## Entries provided:
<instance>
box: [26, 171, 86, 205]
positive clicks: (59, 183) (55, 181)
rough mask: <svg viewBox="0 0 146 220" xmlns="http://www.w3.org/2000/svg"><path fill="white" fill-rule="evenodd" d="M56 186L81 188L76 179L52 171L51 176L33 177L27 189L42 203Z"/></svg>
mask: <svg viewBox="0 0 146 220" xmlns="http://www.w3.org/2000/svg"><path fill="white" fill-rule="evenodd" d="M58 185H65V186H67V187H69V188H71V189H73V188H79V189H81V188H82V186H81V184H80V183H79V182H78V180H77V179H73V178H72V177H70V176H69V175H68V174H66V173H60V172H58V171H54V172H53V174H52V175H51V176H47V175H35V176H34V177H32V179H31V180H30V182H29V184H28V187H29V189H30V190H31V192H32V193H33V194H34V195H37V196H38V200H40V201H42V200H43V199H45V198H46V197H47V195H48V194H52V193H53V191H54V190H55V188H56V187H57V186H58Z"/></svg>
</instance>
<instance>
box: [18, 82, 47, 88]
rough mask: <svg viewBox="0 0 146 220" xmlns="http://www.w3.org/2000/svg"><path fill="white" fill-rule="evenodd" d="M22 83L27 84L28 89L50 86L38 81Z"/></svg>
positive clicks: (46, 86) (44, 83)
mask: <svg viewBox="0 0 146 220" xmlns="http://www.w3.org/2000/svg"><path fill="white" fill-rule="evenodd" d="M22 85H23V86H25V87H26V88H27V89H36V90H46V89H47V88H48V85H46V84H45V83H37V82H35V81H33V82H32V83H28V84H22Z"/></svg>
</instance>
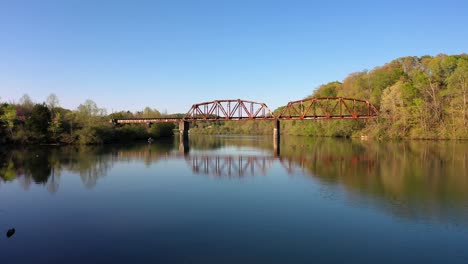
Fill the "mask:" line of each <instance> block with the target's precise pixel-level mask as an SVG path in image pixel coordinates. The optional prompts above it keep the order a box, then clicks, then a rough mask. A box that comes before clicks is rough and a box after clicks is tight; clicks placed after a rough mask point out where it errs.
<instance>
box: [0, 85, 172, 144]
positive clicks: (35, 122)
mask: <svg viewBox="0 0 468 264" xmlns="http://www.w3.org/2000/svg"><path fill="white" fill-rule="evenodd" d="M161 116H163V115H162V114H161V113H160V112H159V111H158V110H156V109H152V108H150V107H146V108H144V109H143V111H137V112H135V113H132V112H130V111H122V112H117V113H112V114H109V115H108V114H107V113H106V110H105V109H103V108H99V107H98V106H97V104H96V103H95V102H94V101H92V100H86V101H85V102H84V103H83V104H80V105H79V106H78V108H77V109H76V110H69V109H65V108H62V107H60V106H59V99H58V97H57V96H56V95H55V94H50V95H49V96H48V97H47V100H46V102H44V103H34V102H33V101H32V99H31V98H30V97H29V96H28V95H27V94H25V95H23V97H21V99H20V100H19V102H18V103H2V104H0V120H1V121H0V122H1V126H0V144H8V143H10V144H11V143H15V144H80V145H90V144H102V143H117V142H125V141H134V140H147V139H148V138H149V137H152V138H160V137H170V136H172V135H173V129H174V124H171V123H164V124H154V125H152V126H151V127H147V126H144V125H125V126H114V125H112V124H111V123H110V122H109V121H110V120H111V119H113V118H140V117H141V118H144V117H161Z"/></svg>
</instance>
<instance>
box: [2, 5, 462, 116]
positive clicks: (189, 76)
mask: <svg viewBox="0 0 468 264" xmlns="http://www.w3.org/2000/svg"><path fill="white" fill-rule="evenodd" d="M467 14H468V2H467V1H462V0H460V1H450V0H445V1H410V0H406V1H398V0H394V1H332V0H330V1H317V2H315V1H294V0H288V1H255V0H250V1H244V0H237V1H221V0H218V1H216V0H208V1H206V0H197V1H177V0H171V1H157V0H154V1H117V0H114V1H97V0H96V1H88V0H79V1H75V0H69V1H63V0H58V1H51V0H37V1H32V0H31V1H22V0H11V1H4V0H0V97H1V99H0V100H1V101H18V99H19V98H20V97H21V96H22V95H23V94H25V93H27V94H29V95H30V97H31V98H33V100H35V101H38V102H41V101H44V100H45V98H46V97H47V95H49V94H50V93H55V94H56V95H57V96H58V97H59V99H60V103H61V105H62V106H63V107H66V108H70V109H75V108H76V107H77V106H78V105H79V104H80V103H83V102H84V101H85V100H86V99H88V98H89V99H92V100H94V101H95V102H96V103H97V104H98V106H100V107H104V108H106V109H107V110H108V112H112V111H119V110H131V111H135V110H141V109H143V108H144V107H145V106H150V107H152V108H157V109H158V110H160V111H167V112H169V113H173V112H186V111H187V110H188V109H189V108H190V106H191V105H192V104H194V103H198V102H203V101H211V100H214V99H237V98H241V99H249V100H254V101H261V102H265V103H267V105H268V106H269V107H270V108H272V110H273V109H275V108H276V107H278V106H281V105H284V104H286V103H287V102H288V101H291V100H298V99H301V98H303V97H305V96H307V95H309V94H311V93H312V92H313V90H314V89H315V88H316V87H317V86H319V85H320V84H323V83H327V82H330V81H335V80H339V81H341V80H343V78H345V77H346V76H347V75H348V74H349V73H351V72H356V71H361V70H364V69H372V68H374V67H375V66H379V65H383V64H384V63H386V62H389V61H391V60H392V59H395V58H397V57H402V56H408V55H416V56H421V55H426V54H429V55H436V54H438V53H446V54H459V53H466V52H467V49H468V26H467V25H468V15H467Z"/></svg>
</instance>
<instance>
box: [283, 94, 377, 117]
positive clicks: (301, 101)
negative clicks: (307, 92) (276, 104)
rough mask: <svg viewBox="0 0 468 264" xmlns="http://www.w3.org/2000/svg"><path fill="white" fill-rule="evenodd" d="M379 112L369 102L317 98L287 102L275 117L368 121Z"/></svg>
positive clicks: (304, 99) (360, 100)
mask: <svg viewBox="0 0 468 264" xmlns="http://www.w3.org/2000/svg"><path fill="white" fill-rule="evenodd" d="M378 114H379V111H378V110H377V109H376V108H375V106H374V105H372V104H371V103H370V102H369V101H366V100H360V99H354V98H344V97H319V98H309V99H304V100H298V101H292V102H289V103H288V104H287V105H286V106H285V107H284V108H283V109H282V110H281V112H280V114H279V115H278V116H277V118H278V119H282V120H288V119H290V120H309V119H369V118H375V117H377V115H378Z"/></svg>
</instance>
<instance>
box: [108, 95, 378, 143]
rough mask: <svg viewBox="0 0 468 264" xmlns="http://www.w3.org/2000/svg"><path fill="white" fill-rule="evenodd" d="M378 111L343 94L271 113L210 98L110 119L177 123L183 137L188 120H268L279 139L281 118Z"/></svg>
mask: <svg viewBox="0 0 468 264" xmlns="http://www.w3.org/2000/svg"><path fill="white" fill-rule="evenodd" d="M378 114H379V112H378V110H377V109H376V108H375V107H374V105H372V104H371V103H370V102H369V101H367V100H360V99H354V98H345V97H317V98H308V99H303V100H297V101H291V102H289V103H288V104H287V105H286V106H285V107H283V108H282V109H280V110H279V111H277V113H276V114H275V113H273V112H272V111H271V110H270V108H268V106H267V105H266V104H265V103H260V102H253V101H248V100H241V99H235V100H214V101H210V102H203V103H198V104H194V105H192V107H191V108H190V110H189V111H188V112H187V114H186V115H185V116H184V117H180V118H176V117H158V118H129V119H112V120H111V122H112V123H113V124H115V125H119V124H147V125H148V126H151V124H154V123H168V122H172V123H179V132H180V136H181V138H184V139H185V138H187V136H188V131H189V128H190V126H189V123H190V122H196V121H234V120H272V121H273V122H274V128H273V135H274V138H279V135H280V121H282V120H335V119H370V118H375V117H377V115H378Z"/></svg>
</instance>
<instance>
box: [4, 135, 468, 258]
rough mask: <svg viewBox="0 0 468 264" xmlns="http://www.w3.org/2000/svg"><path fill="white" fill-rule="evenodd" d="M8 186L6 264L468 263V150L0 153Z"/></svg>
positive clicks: (173, 146)
mask: <svg viewBox="0 0 468 264" xmlns="http://www.w3.org/2000/svg"><path fill="white" fill-rule="evenodd" d="M0 177H1V178H0V231H1V237H0V258H1V259H0V261H1V263H96V262H100V263H102V262H109V263H122V262H123V263H147V262H150V263H349V262H354V263H366V262H367V263H409V262H418V263H468V250H467V245H468V142H452V141H438V142H434V141H414V142H387V143H378V142H372V141H359V140H333V139H310V138H292V137H291V138H282V141H281V145H280V151H279V154H278V153H276V152H275V151H274V150H273V142H272V140H271V137H266V138H264V137H214V136H205V137H199V138H197V137H192V138H190V142H189V146H188V147H187V146H185V148H180V144H179V142H178V139H174V140H170V141H167V142H161V143H154V144H152V145H147V144H135V145H119V146H104V147H84V148H78V147H41V148H21V149H10V150H6V149H4V148H3V147H2V149H0ZM12 227H14V228H15V229H16V233H15V234H14V235H13V236H12V237H10V238H7V236H6V235H5V234H6V232H7V230H8V229H9V228H12Z"/></svg>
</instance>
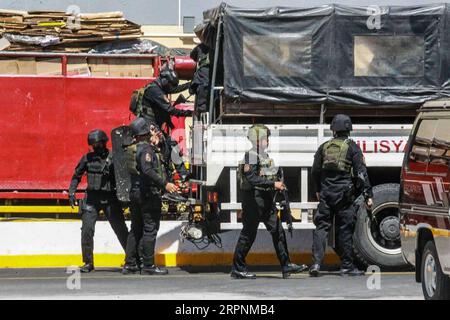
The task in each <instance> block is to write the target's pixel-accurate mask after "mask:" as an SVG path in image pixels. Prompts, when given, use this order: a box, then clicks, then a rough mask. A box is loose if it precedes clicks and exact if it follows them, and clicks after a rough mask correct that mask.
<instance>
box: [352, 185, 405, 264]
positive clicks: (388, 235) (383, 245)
mask: <svg viewBox="0 0 450 320" xmlns="http://www.w3.org/2000/svg"><path fill="white" fill-rule="evenodd" d="M399 190H400V186H399V185H398V184H395V183H388V184H381V185H378V186H375V187H374V188H373V209H372V215H373V216H374V217H376V218H375V219H374V220H375V221H373V222H372V221H371V220H370V218H369V215H368V214H367V211H366V208H365V205H364V203H362V204H361V206H360V207H359V210H358V213H357V220H356V225H355V232H354V234H353V247H354V253H355V264H356V265H357V266H358V267H359V268H363V269H366V268H367V267H368V266H370V265H376V266H378V267H380V268H382V269H397V268H403V267H406V266H407V265H408V264H407V263H406V261H405V260H404V258H403V255H402V252H401V242H400V223H399V215H398V199H399Z"/></svg>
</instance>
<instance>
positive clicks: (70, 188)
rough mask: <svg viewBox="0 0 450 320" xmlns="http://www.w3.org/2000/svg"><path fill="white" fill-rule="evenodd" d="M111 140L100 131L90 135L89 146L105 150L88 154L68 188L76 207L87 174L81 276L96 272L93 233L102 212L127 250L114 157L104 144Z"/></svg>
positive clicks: (102, 150) (83, 215) (83, 220)
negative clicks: (113, 158)
mask: <svg viewBox="0 0 450 320" xmlns="http://www.w3.org/2000/svg"><path fill="white" fill-rule="evenodd" d="M107 141H108V137H107V136H106V134H105V133H104V132H103V131H101V130H94V131H91V132H90V133H89V135H88V143H89V145H93V144H96V143H102V144H103V146H102V147H95V148H94V151H93V152H89V153H87V154H85V155H84V156H83V157H82V158H81V160H80V161H79V163H78V165H77V166H76V168H75V173H74V175H73V176H72V180H71V182H70V187H69V200H70V204H71V205H72V206H73V205H75V202H76V200H75V192H76V190H77V187H78V184H79V183H80V181H81V178H82V176H83V175H84V174H85V173H87V183H88V184H87V188H86V194H85V198H84V200H83V201H82V203H81V204H80V206H81V208H80V209H81V219H82V227H81V249H82V253H83V262H84V263H85V265H84V266H83V267H82V269H81V271H82V272H89V271H92V270H93V269H94V257H93V252H94V232H95V223H96V221H97V218H98V214H99V211H100V210H103V212H104V213H105V216H106V218H107V219H108V221H109V223H110V224H111V227H112V229H113V230H114V233H115V234H116V236H117V238H118V239H119V242H120V244H121V245H122V247H123V248H124V249H125V247H126V243H127V237H128V229H127V226H126V224H125V218H124V216H123V211H122V207H121V204H120V202H119V200H118V199H117V196H116V191H115V179H114V167H113V162H112V156H111V153H110V152H109V150H108V149H107V148H106V146H105V144H106V142H107Z"/></svg>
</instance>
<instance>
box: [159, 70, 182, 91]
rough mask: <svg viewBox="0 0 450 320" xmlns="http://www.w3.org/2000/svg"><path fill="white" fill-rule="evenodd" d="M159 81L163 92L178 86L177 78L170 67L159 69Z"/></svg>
mask: <svg viewBox="0 0 450 320" xmlns="http://www.w3.org/2000/svg"><path fill="white" fill-rule="evenodd" d="M159 79H160V83H161V86H162V88H163V89H164V91H170V90H171V89H172V88H175V87H176V86H178V76H177V74H176V72H175V70H173V69H172V68H170V67H164V68H162V69H161V73H160V74H159Z"/></svg>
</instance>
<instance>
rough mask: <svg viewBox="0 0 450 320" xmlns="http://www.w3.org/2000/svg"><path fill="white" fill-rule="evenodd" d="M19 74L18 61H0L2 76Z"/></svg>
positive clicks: (5, 60) (1, 72)
mask: <svg viewBox="0 0 450 320" xmlns="http://www.w3.org/2000/svg"><path fill="white" fill-rule="evenodd" d="M18 72H19V69H18V66H17V62H16V60H15V59H14V60H12V59H0V74H17V73H18Z"/></svg>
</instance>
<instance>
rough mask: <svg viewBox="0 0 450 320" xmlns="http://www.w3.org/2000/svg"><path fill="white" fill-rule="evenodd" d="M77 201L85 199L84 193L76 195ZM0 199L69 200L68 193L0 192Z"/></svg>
mask: <svg viewBox="0 0 450 320" xmlns="http://www.w3.org/2000/svg"><path fill="white" fill-rule="evenodd" d="M75 196H76V198H77V199H82V198H83V197H84V193H83V192H77V193H76V195H75ZM0 199H66V200H67V199H68V195H67V192H17V191H16V192H0Z"/></svg>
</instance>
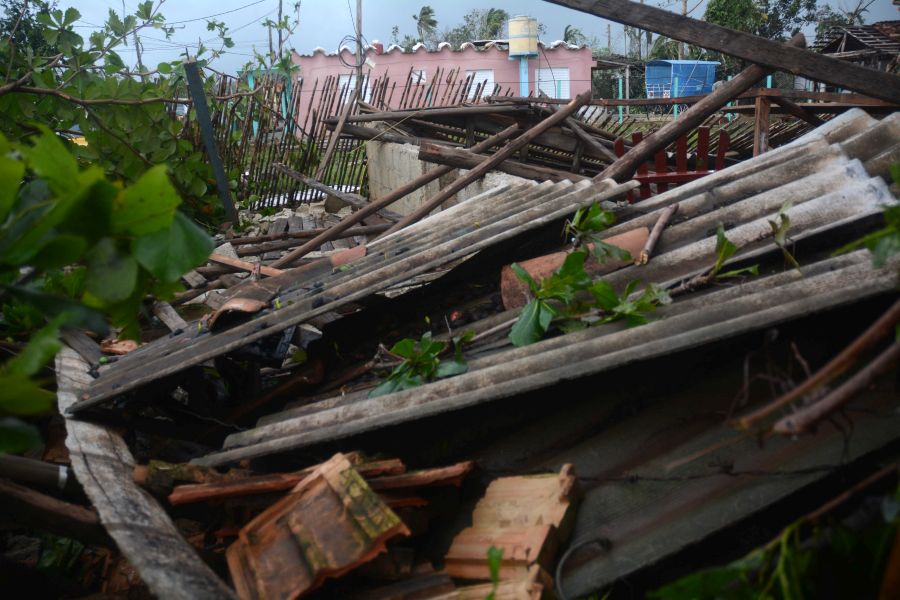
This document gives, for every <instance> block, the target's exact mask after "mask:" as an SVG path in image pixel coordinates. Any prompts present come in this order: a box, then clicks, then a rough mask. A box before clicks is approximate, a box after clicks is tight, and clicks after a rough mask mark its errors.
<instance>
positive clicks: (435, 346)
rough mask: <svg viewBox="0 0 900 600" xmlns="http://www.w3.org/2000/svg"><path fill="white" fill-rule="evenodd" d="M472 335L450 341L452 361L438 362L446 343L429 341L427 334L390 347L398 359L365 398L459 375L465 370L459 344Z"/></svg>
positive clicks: (466, 340) (400, 342)
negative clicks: (379, 381) (384, 376)
mask: <svg viewBox="0 0 900 600" xmlns="http://www.w3.org/2000/svg"><path fill="white" fill-rule="evenodd" d="M473 335H474V334H473V333H472V332H467V333H466V334H464V335H463V336H461V337H455V338H453V347H454V355H453V359H452V360H441V358H440V357H441V354H443V353H444V351H445V350H446V349H447V348H448V346H447V343H446V342H438V341H435V340H433V339H431V332H430V331H426V332H425V333H423V334H422V338H421V339H420V340H419V341H416V340H413V339H411V338H404V339H402V340H400V341H399V342H397V343H396V344H394V345H393V347H392V348H391V349H390V351H389V353H390V354H392V355H394V356H396V357H398V358H400V359H402V360H401V362H400V364H399V365H397V366H396V367H395V368H394V370H393V371H391V373H390V375H388V376H387V378H386V379H385V380H384V381H383V382H382V383H381V384H379V385H378V386H377V387H375V388H374V389H373V390H372V391H371V392H369V398H375V397H377V396H383V395H385V394H391V393H393V392H399V391H402V390H407V389H410V388H414V387H417V386H420V385H422V384H423V383H427V382H429V381H434V380H436V379H444V378H446V377H453V376H454V375H461V374H463V373H465V372H466V371H468V370H469V366H468V365H467V364H466V361H465V359H464V358H463V355H462V345H463V344H464V343H466V342H468V341H469V340H471V339H472V336H473Z"/></svg>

## Problem to solve:
Collect every line from the records above that contains the string "negative", and copy each one in full.

## Exercise answer:
negative clicks: (307, 92) (276, 104)
negative clicks: (113, 158)
negative clicks: (379, 381) (384, 376)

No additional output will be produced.